2022年、3年ぶりに開催されたサンディエゴ・コミコンで最もプロモーションに力を入れていたのが『ロード・オブ・ザ・リング:力の指輪』でした。会場近くの建物に巨大な広告がいくつも掲出されており、入場時に配るIDパスにもすべてこの作品のビジュアルが刷り込まれていました。Amazonプライムが本作にかける意気込みを感じます。

米サンディエゴにて筆者撮影

このドラマシリーズは、映画でも大ヒットした「ロード・オブ・ザ・リング」(以下「LOTR」)をベースにしていますが、「①:あの映画の続編ではない」「②:あの映画と同じ原作をドラマ化したものではない」のです。

『ロード・オブ・ザ・リング:力の指輪』© Amazon Studios

大雑把に説明すると、「LOTR」はJ・R・R・トールキンという作家が1954年に執筆し始めた同名のファンタジー小説が原作です(翻訳書のタイトルは「指輪物語」)。これをピーター・ジャクソンがイライジャ・ウッドやオーランド・ブルーム出演で三部作で映画化し大成功しました。

実は、この「LOTR」はトールキンが1937年に発表した「ホビットの冒険」の続編でもあり、これまたピーター・ジャクソンによって映画『ホビット』として三部作になりました(つまり続編の「LOTR」の方が先に映画化されたのです)。

「LOTR」「ホビット」サーガ基本の㋖解説

「LOTR」も「ホビット」も、妖精や魔物が住む架空の地球“中つ国(ミドル・アース)”が主な舞台。そして中つ国の“第三紀”と呼ばれる時代のお話という設定になっています。トールキンは、この第三紀に至るまでの中つ国の歴史を描いた物語の構想も持っていたようですが、前2作のようにまとまった形にはならなかった。トールキンの死後、遺族は断片的に見つかったトールキンの原稿―いくつかの設定やアイデア、物語―を編集して、「シルマリルの物語」として発表しました。

新版 シルマリルの物語

ドラマ『力の指輪』は、まさにトールキンが書こうとしていた「LOTR」や「ホビット」の事件が起こる第三紀より前の中つ国を描いています。完全な原作がない代わりに、トールキンの残した設定等を活かしたオリジナル作品として作り上げたのです。

『ロード・オブ・ザ・リング:力の指輪』© Amazon Studios

舞台設定は、ズバリ“第二紀”。第三紀よりも数千年前の時代です。というわけで、このドラマは小説「LOTR」「ホビット」の前日譚(プリクエル)なのですが、映画版のスタッフ、ピーター・ジャクソンは関わっていません。したがってお話し的にはつながっていますが、映画とはまた別の座組で作られたドラマなのです。なので過去の映画版を観ていなくても全く問題ありません。

● ● ● ● ● ● ●

■ 指示 A
抜粋テキストのうち、「新版 シルマリルの物語」を含む語句から始め、「なくても全く問題ありません。」の直後で止めた範囲を、一字も変えずに返してください。
■ 指示 B
抜粋テキストの「舞台設定は、ズバリ」で始まる段落を、主要な事実を残して箇条書きに書き直してください。

■ データ項目
● ● ● ● ● ● ●

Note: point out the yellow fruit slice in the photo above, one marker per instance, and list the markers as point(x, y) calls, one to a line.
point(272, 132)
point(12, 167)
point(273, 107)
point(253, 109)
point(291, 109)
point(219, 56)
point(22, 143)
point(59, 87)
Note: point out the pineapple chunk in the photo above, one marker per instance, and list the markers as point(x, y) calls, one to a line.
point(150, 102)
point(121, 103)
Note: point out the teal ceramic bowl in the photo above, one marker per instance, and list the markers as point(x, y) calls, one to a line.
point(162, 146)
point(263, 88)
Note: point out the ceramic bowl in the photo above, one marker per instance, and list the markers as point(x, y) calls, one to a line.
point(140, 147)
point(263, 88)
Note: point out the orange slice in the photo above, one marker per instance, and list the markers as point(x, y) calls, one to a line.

● ● ● ● ● ● ●

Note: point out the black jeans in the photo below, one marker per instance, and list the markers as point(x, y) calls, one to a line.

● ● ● ● ● ● ●

■ 回答 A
新版 シルマリルの物語

ドラマ『力の指輪』は、まさにトールキンが書こうとしていた「LOTR」や「ホビット」の事件が起こる第三紀より前の中つ国を描いています。完全な原作がない代わりに、トールキンの残した設定等を活かしたオリジナル作品として作り上げたのです。

『ロード・オブ・ザ・リング:力の指輪』© Amazon Studios

舞台設定は、ズバリ“第二紀”。第三紀よりも数千年前の時代です。というわけで、このドラマは小説「LOTR」「ホビット」の前日譚(プリクエル)なのですが、映画版のスタッフ、ピーター・ジャクソンは関わっていません。したがってお話し的にはつながっていますが、映画とはまた別の座組で作られたドラマなのです。なので過去の映画版を観ていなくても全く問題ありません。

■ 回答 B
- 舞台は“第二紀”で、第三紀より数千年前の時代。
- 小説「LOTR」「ホビット」の前日譚(プリクエル)にあたる。
- 映画版のスタッフ、ピーター・ジャクソンは関わっていない。
- 物語としてはつながっているが、映画とは別の座組で作られた。
- 過去の映画版を観ていなくても全く問題ない。